Exercise goal — Could you copy out each of the following entries word for word, with every line unchanged?

** BEGIN Data shown **

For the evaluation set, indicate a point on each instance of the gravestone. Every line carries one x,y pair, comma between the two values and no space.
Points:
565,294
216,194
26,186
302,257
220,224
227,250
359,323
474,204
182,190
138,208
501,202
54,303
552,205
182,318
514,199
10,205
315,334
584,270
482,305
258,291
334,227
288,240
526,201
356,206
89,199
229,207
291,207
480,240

** END Data shown **

Finished task —
For the evaluation set, indicate a point on each instance of the gravestone. Every line carries one x,y pair, comma between the two values and no space.
Points:
565,294
216,194
26,186
302,257
220,224
227,250
359,323
474,204
182,190
138,208
501,202
54,303
552,205
182,318
514,199
10,205
315,334
584,270
482,305
258,291
334,227
288,240
526,201
356,206
89,199
229,207
291,207
480,240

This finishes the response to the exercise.